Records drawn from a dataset
>>

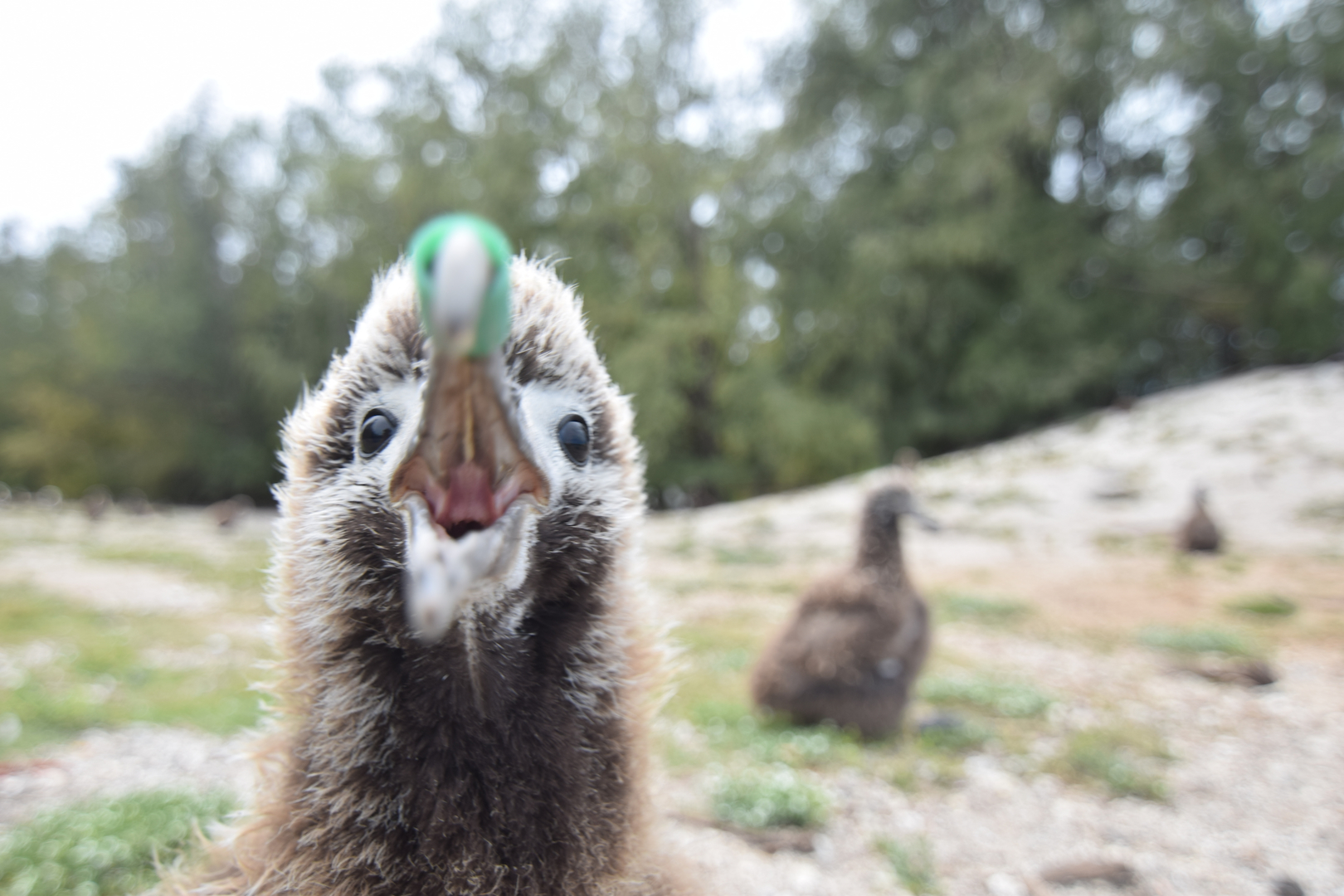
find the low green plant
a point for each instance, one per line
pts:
(992, 694)
(1198, 641)
(957, 606)
(105, 848)
(1125, 759)
(1264, 605)
(747, 553)
(767, 796)
(71, 668)
(913, 863)
(244, 570)
(956, 737)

<<

◆ **Assignment**: All entries are to be retyped exactly. Omit any embedded images.

◆ **Result of this task**:
find the low green plant
a point for each instance, one per line
pts:
(992, 694)
(1198, 641)
(957, 606)
(105, 848)
(1125, 759)
(1264, 605)
(747, 553)
(767, 796)
(71, 668)
(913, 863)
(244, 570)
(956, 737)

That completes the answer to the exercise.